_Given problem 1_: In the court brief, who appeared for the respondent?
_Given problem 2_: Translate this sentence from the court brief into Spanish: "The costs were in the discretion of the court."
_Given problem 3_: Please write the next few sentences of the court brief, picking up after its final sentence.

_Excerpt to read_:
(begin)
Albert M. Stephens, for Appellant Centinela-Inglewood Land Company.
J. L. Murphy, for Respondent.
The rescission in this case was full and complete. (Suber v. Pullin , 1 S.C. 273; Morrow v. Rees , 69 Pa. St. 368; Moral School v. Harrison , 74 Ind. 93; Hooper v. Taylor, 4 E. D. Smith, 486.) The action itself was a sufficient rescission. (Reese River etc. Mining Co. v. Smith, L. R. 4 E. & I. App. 73; Graham v. Halloway , 44 Ill. 385; Herrington v. Hubbard, 33 Am. Dec. 426.) The delay in making the rescission resulting from negotiations for a compromise cannot be held to constitute such laches as will bar the action. (Hoghton v. Hoghton, 15 Beav. 278, 314; Thompson v. Marshall , 36 Ala. 504; 12 Am. & Eng. Ency. of Law, 560, 561; Nudd v. Powers , 136 Mass. 273; Daggers v. Van Dyck , 37 N. J. Eq. 130; Platt v. Platt , 58 N.Y. 646.) The representations having been false the appellants should not be heard to say that this cross-complainant should not have believed them. (3 Sutherland on Damages, 586; Fishback v. Miller, 15 Nev. 428; Harvey v. Hadley , 87 Cal. 557.) The company was a proper party defendant. (Andrews v. Pratt , 44 Cal. 309; Raynor v. Mintzer , 67 Cal. 159; Wickersham v. Crittenden , 93 Cal. 133.) The defendant was a necessary and proper defendant to the cross-complaint. (Winter v. McMillan , 87 Cal. 256.) The costs were in the discretion of the court. (Code Civ. Proc., sec. 1025; Dupuy v. Leavenworth , 17 Cal. 263.)
(end)
_Supplied material_:
(begin)
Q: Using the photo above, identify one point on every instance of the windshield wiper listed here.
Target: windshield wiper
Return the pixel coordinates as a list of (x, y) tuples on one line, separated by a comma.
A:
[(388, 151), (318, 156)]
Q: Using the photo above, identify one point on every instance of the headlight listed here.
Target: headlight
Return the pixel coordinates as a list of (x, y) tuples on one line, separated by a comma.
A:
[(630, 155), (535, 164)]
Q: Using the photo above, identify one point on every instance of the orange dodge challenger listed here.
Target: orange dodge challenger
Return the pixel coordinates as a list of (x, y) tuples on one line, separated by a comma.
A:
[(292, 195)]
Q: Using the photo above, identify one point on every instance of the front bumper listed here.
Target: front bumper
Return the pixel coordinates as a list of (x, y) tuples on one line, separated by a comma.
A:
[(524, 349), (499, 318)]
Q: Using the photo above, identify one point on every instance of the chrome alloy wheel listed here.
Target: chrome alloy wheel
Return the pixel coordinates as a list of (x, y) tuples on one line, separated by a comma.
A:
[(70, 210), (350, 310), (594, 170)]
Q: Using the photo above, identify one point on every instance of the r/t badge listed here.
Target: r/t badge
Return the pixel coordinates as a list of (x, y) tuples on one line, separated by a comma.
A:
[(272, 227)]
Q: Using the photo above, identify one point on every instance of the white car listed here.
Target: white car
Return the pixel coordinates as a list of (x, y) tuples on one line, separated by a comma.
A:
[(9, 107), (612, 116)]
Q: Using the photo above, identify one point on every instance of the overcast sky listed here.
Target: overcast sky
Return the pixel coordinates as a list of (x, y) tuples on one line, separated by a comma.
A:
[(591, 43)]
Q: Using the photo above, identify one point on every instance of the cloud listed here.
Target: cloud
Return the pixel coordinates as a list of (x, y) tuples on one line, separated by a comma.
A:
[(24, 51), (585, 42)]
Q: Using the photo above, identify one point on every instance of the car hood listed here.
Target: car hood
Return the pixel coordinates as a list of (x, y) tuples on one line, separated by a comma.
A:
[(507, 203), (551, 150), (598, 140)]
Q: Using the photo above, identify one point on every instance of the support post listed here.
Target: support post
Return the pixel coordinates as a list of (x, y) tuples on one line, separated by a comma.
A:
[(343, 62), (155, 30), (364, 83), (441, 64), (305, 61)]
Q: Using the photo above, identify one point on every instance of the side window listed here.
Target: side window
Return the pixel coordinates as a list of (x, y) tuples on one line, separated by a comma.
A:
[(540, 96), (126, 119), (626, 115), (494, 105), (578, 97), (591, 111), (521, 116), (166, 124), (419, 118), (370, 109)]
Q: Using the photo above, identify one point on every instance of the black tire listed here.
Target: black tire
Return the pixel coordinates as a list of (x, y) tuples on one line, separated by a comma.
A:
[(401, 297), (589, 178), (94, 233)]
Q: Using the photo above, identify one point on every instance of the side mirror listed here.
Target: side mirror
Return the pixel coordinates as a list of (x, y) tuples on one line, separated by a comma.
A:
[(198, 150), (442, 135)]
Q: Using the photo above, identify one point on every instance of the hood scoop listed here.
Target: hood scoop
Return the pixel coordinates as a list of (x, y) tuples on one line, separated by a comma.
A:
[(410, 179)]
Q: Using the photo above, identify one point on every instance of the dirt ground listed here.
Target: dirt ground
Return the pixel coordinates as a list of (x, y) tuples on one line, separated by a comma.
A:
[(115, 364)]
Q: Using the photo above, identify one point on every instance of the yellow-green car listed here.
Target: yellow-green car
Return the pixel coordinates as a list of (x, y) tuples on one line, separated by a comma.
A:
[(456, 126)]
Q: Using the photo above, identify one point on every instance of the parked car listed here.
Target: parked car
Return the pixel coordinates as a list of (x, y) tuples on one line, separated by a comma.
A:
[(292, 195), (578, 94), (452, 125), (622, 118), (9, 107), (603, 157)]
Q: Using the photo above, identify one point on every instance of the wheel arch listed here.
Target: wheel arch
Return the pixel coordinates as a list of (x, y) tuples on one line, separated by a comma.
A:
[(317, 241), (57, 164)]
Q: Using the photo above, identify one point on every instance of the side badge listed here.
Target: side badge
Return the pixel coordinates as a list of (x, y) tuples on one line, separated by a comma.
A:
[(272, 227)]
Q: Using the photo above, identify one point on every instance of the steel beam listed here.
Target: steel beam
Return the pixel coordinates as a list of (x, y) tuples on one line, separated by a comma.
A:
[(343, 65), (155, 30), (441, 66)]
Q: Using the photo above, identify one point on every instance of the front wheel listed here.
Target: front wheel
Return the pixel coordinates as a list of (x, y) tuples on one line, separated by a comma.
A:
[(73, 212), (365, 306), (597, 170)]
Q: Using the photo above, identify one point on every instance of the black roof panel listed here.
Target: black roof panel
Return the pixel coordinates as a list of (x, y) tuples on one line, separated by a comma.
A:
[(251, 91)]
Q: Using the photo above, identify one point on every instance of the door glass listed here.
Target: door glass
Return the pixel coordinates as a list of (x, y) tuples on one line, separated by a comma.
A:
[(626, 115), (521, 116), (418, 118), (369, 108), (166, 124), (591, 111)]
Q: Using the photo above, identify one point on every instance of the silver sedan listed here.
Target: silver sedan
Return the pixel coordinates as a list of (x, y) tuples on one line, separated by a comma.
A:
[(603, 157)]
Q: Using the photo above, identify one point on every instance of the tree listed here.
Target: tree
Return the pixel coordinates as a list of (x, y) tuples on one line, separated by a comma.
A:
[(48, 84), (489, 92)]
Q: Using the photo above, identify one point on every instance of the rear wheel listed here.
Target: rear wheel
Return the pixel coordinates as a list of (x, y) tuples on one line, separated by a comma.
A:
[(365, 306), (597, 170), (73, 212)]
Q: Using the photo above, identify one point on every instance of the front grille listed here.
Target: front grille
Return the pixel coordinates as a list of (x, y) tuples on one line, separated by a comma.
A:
(end)
_Written response 1_: J. L. Murphy

_Written response 2_: Las costas quedaban a discreción del tribunal.

_Written response 3_:
THE COURT The pleadings and findings in this case are voluminous, and we do not deem it necessary to make any particular statement of the matters alleged and found. In our opinion the findings are sufficient to sustain the judgment. While there was some delay on the part of the defendant in rescinding the contract made by her with the Centinela-Inglewood Land Company, we cannot say the delay was unreasonable and such as to deprive her of the right of rescission under the circumstances shown by the findings; nor can the effort or willingness on her part to effect a settlement of the controversy between her and the plaintiff growing out of the contract be considered as a waiver of her right to now insist upon its rescission. The Centinela-Inglewood Land Company was simply the agent of the plaintiff in making the contract with defendant for the sale of the land, and the plaintiff having accepted the benefit of the contract as well as an assignment thereof from his [35 P. 768] agent, is equally responsible with the agent for any fraudulent representations which induced it, and is liable to refund to defendant the money which she has paid under the contract, and which has come into the hands of the plaintiff. The plaintiff being the legal holder of the contract made by defendant with the Centinela-Inglewood Land Company, as well as the party for whose benefit it was made, the defendant properly offered to convey to him all her right, title, and interest in the land described, and vesting in her by that contract.
The Centinela-Inglewood Land Company was a proper, although not a necessary, party to this action, and the court did not err in giving judgment against it for costs.
Judgment and order affirmed.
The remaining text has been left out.